* _作業一覧_
(1) 弾性体履板に関する本文抜粋の請求項8では、芯体の幅W1と長手方向先端の幅W2の比率W2/W1がどの範囲に定められていますか。
(2) 弾性体履板に関する本文抜粋を、最後の文の後から書き続けてください。

* _本文抜粋_
前記リンクの取付け面から前記いずれかの芯体の長手方向端部の高さ方向先端までの高さhと、弾性体履板高さHとの比率が、0.08≦h/H≦0.50であることを特徴とする弾性体履板。

【請求項8】クローラ進行方向に互いに隣接する端部同志がピンを介して連結されるリンクと、少なくとも接地面側が弾性体で被覆される芯体とを有する弾性体履板において、

前記芯体は、前記リンクに取着される芯体、及び前記リンクに取着される金属板へ取着される芯体のいずれかの芯体であり、

前記いずれかの芯体の長手方向の両端部が傾斜面を形成するように非接地面側に屈曲し、

前記いずれかの芯体の幅W1と、前記いずれかの芯体の長手方向先端の幅W2との比率が、0.5≦W2/W1≦0.9であることを特徴とする弾性体履板。

* _利用可能なデータ_
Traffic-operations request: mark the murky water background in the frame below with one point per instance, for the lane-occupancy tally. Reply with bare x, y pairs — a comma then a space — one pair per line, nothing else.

* _回答結果_
(1) 0.5≦W2/W1≦0.9の範囲に定められています。

(2)
【請求項10】クローラ進行方向に互いに隣接する端部同志がピンを介して連結されるリンクと、少なくとも接地面側が弾性体で被覆される芯体とを有する弾性体履板において、

前記芯体は、前記リンクに取着される芯体、及び前記リンクに取着される金属板へ取着される芯体のいずれかの芯体であり、

前記いずれかの芯体の長手方向の両端部が傾斜面を形成するように非接地面側に屈曲し、

前記芯体の長手方向端部の先端に対し、前記弾性体の端部が外方に突出し、

前記いずれかの芯体の非接地面側は、前記屈曲した芯体端部に対応して非接地面側に張り出してなる弾性体で被覆されることを特徴とする弾性体履板。」

【4】引用刊行物及びその記載事項

これに対して、当審における平成13年4月27日付けで通知した取消の理由に引用した、本件特許の出願前である平成8年11月19日に日本国内において頒布された特開平8―301153号公報(以下「刊行物1」という。)には、ゴムクローラ用芯金に関して次の事項が記載されている。

a) 「芯金としては無端状のゴムクローラに用いる場合もあるが、1ピッチづつ単体とした履帯ゴムシューでも、複数ピッチを一体とした履帯ゴムシューにも用いられるものである。」(第2頁右欄3~6行)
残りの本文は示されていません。